Records for this task:

* Begin *

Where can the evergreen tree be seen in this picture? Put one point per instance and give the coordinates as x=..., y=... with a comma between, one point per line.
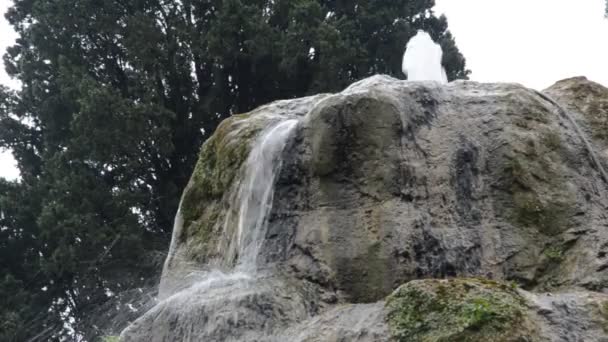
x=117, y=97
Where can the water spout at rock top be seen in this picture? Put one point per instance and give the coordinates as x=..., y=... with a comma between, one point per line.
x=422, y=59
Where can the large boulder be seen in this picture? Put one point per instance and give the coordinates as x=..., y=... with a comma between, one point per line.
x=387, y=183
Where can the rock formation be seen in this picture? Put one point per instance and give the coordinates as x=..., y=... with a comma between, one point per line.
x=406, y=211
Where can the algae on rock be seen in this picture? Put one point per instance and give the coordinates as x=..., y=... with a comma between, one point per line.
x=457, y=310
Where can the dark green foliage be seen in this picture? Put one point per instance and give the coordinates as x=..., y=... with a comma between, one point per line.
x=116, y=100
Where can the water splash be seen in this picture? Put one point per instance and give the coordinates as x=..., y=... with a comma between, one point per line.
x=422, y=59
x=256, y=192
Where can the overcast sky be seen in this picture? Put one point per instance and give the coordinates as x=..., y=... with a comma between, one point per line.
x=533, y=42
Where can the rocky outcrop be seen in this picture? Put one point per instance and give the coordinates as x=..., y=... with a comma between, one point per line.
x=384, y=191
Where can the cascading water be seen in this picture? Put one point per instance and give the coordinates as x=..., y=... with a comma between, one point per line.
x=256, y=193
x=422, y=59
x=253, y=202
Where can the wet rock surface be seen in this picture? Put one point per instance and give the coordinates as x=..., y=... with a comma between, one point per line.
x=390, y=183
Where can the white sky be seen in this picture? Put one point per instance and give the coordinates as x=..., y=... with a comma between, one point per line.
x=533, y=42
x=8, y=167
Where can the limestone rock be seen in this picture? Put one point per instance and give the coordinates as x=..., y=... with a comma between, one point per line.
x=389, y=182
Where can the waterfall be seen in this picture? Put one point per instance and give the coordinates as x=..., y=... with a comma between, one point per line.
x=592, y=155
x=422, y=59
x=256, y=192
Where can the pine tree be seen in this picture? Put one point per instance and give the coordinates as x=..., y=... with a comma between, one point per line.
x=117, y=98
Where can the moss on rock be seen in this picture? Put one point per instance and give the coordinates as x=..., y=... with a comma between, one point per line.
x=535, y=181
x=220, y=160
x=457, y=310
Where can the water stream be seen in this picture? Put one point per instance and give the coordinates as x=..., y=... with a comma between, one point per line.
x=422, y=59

* End *
* Begin *

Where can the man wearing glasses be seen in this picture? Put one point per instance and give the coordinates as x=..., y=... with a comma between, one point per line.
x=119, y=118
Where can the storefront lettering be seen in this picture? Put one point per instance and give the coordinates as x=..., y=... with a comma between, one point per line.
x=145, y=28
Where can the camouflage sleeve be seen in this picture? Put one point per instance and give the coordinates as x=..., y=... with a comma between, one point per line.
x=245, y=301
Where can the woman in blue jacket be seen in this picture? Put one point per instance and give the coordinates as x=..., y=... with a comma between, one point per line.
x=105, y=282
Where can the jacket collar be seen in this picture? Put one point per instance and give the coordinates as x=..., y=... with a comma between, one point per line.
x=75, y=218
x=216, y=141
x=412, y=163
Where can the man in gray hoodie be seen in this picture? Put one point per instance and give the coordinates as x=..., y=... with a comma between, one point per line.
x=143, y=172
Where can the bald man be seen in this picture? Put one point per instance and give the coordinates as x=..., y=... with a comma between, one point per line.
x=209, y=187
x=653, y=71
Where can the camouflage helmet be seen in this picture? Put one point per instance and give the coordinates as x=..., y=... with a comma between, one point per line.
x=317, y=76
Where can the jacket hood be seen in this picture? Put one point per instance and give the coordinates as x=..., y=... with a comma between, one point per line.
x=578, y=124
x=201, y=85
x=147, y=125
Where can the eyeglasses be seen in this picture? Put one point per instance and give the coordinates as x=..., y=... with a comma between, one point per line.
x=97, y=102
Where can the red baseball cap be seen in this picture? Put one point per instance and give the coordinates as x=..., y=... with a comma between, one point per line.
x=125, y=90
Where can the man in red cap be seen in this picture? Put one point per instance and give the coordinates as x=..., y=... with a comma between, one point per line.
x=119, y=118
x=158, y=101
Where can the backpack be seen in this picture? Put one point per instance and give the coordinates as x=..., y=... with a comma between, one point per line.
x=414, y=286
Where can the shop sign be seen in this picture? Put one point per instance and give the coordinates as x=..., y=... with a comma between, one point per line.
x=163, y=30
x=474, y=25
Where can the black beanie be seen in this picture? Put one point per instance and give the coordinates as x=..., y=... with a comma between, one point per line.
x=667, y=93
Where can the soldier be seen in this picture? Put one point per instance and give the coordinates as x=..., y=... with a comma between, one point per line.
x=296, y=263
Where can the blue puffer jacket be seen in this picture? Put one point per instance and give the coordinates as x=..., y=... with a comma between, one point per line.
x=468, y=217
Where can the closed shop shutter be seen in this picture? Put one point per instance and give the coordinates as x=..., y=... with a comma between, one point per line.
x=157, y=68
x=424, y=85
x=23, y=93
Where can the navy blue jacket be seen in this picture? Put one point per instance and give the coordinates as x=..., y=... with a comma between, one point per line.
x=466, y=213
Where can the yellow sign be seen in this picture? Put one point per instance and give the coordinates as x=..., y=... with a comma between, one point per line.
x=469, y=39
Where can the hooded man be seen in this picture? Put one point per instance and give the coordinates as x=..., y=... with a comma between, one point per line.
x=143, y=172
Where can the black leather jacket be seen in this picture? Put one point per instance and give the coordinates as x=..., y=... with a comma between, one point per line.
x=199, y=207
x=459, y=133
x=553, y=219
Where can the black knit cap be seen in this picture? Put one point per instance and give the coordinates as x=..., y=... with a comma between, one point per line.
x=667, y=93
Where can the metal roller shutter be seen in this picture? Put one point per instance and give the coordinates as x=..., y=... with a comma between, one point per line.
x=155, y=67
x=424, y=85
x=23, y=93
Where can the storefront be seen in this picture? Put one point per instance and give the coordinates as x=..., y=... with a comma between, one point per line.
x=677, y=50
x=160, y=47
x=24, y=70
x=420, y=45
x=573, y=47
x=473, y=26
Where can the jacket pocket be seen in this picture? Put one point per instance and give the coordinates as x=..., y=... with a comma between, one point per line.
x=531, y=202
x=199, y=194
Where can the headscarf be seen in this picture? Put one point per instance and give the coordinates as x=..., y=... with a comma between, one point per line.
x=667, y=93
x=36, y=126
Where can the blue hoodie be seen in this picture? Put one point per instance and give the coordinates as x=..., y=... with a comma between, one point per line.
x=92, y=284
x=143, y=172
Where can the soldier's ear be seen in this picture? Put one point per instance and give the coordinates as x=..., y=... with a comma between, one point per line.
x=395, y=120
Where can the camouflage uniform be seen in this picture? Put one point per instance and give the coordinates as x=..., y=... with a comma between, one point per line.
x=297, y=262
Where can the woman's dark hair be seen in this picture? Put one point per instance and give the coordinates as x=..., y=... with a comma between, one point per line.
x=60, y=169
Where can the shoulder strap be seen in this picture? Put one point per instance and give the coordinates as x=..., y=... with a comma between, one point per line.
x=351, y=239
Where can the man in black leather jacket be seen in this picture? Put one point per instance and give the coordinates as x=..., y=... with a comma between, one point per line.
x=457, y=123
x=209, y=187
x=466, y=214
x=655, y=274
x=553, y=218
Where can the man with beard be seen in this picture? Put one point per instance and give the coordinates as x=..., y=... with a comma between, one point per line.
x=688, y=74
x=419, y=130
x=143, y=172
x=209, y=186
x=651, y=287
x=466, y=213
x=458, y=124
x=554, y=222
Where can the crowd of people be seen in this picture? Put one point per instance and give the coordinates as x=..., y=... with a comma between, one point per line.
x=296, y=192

* End *
* Begin *

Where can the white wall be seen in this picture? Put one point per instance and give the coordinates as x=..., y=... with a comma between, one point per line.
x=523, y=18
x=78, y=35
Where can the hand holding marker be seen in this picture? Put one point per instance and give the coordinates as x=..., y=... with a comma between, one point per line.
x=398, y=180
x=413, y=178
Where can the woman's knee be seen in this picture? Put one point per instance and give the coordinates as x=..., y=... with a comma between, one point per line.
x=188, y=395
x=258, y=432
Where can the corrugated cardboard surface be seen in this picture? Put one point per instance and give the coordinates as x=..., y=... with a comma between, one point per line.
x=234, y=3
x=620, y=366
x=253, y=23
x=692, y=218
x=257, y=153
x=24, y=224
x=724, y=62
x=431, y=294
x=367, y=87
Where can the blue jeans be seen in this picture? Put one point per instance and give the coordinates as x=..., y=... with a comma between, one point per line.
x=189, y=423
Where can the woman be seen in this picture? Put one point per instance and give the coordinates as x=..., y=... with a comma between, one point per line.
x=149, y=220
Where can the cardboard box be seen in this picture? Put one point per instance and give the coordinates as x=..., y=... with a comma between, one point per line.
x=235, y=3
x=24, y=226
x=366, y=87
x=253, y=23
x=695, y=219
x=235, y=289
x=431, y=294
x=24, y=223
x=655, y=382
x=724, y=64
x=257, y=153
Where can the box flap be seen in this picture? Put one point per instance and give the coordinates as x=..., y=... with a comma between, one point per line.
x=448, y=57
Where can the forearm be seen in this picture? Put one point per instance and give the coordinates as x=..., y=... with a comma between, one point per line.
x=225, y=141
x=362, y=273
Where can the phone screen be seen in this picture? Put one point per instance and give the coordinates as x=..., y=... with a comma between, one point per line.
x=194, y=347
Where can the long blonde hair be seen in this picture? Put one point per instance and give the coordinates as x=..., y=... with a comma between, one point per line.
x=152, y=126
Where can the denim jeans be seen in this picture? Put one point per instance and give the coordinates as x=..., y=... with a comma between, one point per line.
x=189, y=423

* End *

Set task: Begin at the line containing "Where can the man wearing" and stop after the line containing "x=97, y=102", repeating each of those lines word for word.

Result of this task:
Where can the man wearing glasses be seen in this picture? Put one point per instance and give the coordinates as x=..., y=... with a comma between, one point per line.
x=119, y=118
Where can the storefront lettering be seen in this picture? Put one point per instance and give the coordinates as x=..., y=... with a comma between, one point per line.
x=145, y=28
Where can the camouflage sleeve be seen in this picture? Put one point per instance and give the coordinates as x=..., y=... with a comma between, one point per line.
x=245, y=301
Where can the woman in blue jacket be seen in this picture? Put one point per instance and give the coordinates as x=..., y=... with a comma between, one point per line.
x=105, y=282
Where can the jacket collar be seen in this picture? Put one point per instance and give the coordinates as x=..., y=... with a comma between, one point per line.
x=75, y=218
x=216, y=141
x=412, y=163
Where can the man in gray hoodie be seen in this picture? Put one point per instance and give the coordinates as x=..., y=... with a comma between, one point per line.
x=143, y=172
Where can the bald man be seen in this picture? Put one point per instance and give the coordinates as x=..., y=... with a comma between, one point per line.
x=209, y=187
x=653, y=71
Where can the camouflage helmet be seen in this picture? Put one point per instance and give the coordinates as x=..., y=... with a comma between, one point per line.
x=317, y=76
Where can the jacket hood be seen in this picture? Put one point per instance and give the coordinates as x=..., y=... with a comma between, one point per line.
x=578, y=124
x=201, y=85
x=147, y=125
Where can the eyeglasses be seen in this picture? Put one point per instance and give the coordinates as x=..., y=... with a comma between, one point per line.
x=97, y=102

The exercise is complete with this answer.